# About this task
Reproduce the data below, substituting "coarse mask" for every occurrence of "rough mask" and leaving everything else unchanged.

# Data records
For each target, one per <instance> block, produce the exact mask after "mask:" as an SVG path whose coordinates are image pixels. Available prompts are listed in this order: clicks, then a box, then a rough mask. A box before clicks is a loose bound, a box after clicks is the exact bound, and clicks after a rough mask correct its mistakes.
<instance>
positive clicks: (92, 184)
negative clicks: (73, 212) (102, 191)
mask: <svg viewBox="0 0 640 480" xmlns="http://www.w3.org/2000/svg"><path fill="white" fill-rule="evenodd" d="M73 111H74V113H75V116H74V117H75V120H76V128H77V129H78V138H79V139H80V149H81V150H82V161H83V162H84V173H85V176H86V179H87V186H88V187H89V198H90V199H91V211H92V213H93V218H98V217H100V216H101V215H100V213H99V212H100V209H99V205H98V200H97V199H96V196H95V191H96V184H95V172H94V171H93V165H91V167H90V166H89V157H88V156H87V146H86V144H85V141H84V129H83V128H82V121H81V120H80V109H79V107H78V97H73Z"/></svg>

# Response to the task
For each target, one per <instance> block, produce the exact mask after "mask:" as an SVG path whose coordinates are image pixels. Available prompts are listed in this order: clicks, then a box, then a coarse mask. A box before clicks is a loose bound, a box after clicks is the exact bound, and clicks after a coarse mask correct its mistakes.
<instance>
positive clicks: (92, 184)
negative clicks: (73, 212) (102, 191)
mask: <svg viewBox="0 0 640 480" xmlns="http://www.w3.org/2000/svg"><path fill="white" fill-rule="evenodd" d="M73 111H74V113H75V116H74V117H75V120H76V128H77V129H78V138H79V139H80V149H81V150H82V161H83V162H84V173H85V176H86V179H87V186H88V187H89V198H90V199H91V211H92V213H93V218H98V217H100V216H101V215H100V213H99V212H100V209H99V205H98V200H97V199H96V196H95V191H96V184H95V172H94V171H93V165H91V167H90V166H89V157H88V156H87V146H86V144H85V141H84V129H83V128H82V121H81V120H80V109H79V107H78V97H73Z"/></svg>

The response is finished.